> [Objective] Print the listing that follows, character for character.

========================================================================

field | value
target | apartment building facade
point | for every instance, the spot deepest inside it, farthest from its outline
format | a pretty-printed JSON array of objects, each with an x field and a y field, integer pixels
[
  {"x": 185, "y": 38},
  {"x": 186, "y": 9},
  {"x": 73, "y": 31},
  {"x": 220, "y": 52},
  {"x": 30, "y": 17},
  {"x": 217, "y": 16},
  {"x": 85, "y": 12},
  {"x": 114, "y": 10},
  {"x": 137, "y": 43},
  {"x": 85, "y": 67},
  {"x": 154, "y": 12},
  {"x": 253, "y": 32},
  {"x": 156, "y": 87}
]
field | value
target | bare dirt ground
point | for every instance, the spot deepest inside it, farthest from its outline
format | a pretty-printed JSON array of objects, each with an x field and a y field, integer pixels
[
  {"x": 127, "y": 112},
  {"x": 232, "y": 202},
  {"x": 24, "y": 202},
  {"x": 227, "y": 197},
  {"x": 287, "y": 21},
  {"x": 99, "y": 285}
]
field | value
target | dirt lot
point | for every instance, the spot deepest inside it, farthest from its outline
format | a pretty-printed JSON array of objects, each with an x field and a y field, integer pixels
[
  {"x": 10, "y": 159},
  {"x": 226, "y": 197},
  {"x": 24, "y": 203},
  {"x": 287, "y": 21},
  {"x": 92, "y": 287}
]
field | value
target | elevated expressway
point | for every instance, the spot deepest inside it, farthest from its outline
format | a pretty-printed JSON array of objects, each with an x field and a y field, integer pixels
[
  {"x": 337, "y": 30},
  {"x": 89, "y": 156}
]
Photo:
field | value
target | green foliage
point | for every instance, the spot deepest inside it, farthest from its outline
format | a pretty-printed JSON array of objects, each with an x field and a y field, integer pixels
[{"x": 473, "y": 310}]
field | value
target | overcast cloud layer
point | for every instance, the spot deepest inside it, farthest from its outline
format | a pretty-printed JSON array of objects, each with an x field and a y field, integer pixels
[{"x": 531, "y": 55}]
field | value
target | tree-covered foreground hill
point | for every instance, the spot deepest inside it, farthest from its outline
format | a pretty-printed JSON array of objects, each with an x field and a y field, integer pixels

========================================================================

> [In response]
field | value
target | apartment building facade
point | for every instance, the spot deepest inside it, farthest from its outline
format | a pretty-printed JSON array of objects, each with an x field and a y field, integer pixels
[
  {"x": 185, "y": 38},
  {"x": 186, "y": 9},
  {"x": 73, "y": 31},
  {"x": 220, "y": 52},
  {"x": 30, "y": 17},
  {"x": 217, "y": 16},
  {"x": 85, "y": 12},
  {"x": 114, "y": 10},
  {"x": 137, "y": 43},
  {"x": 85, "y": 67},
  {"x": 154, "y": 12},
  {"x": 253, "y": 32},
  {"x": 156, "y": 87}
]
field | value
target | bare dirt ground
point | for every instance, the spot deepest inside it, farthest from its outline
format | a pretty-printed JSON array of objects, each with an x field and a y field, integer pixels
[
  {"x": 127, "y": 112},
  {"x": 232, "y": 202},
  {"x": 24, "y": 202},
  {"x": 227, "y": 197},
  {"x": 287, "y": 21},
  {"x": 99, "y": 285}
]
field | value
target | dirt lot
point | for every instance, the spot deepest inside it, farthest from its outline
format | a pretty-printed JSON array of objects, each with an x field and a y field, integer pixels
[
  {"x": 10, "y": 159},
  {"x": 226, "y": 197},
  {"x": 24, "y": 203},
  {"x": 287, "y": 21},
  {"x": 92, "y": 287}
]
field | value
target | elevated expressway
point | for every instance, the spot deepest inside it, farthest from its outline
format | a pretty-printed JSON array of objects, each with an x field and a y field, integer pixels
[
  {"x": 337, "y": 30},
  {"x": 89, "y": 156}
]
Photo:
field | value
target | green foliage
point | for every instance, the spot deepest inside it, farthest from its outline
format | a pretty-printed JSON array of objects, each with an x field and a y field, integer pixels
[{"x": 473, "y": 310}]
field | value
target | overcast cloud layer
point | for every instance, the spot deepest inside it, farthest from its outline
format | a pretty-printed JSON array of objects, each with an x field and a y field, integer pixels
[{"x": 531, "y": 55}]
field | value
target | tree-covered foreground hill
point | for every instance, the spot deepest inside it, farthest from its outline
format | a pretty-printed JSON array of objects, each with an x field and a y field, integer pixels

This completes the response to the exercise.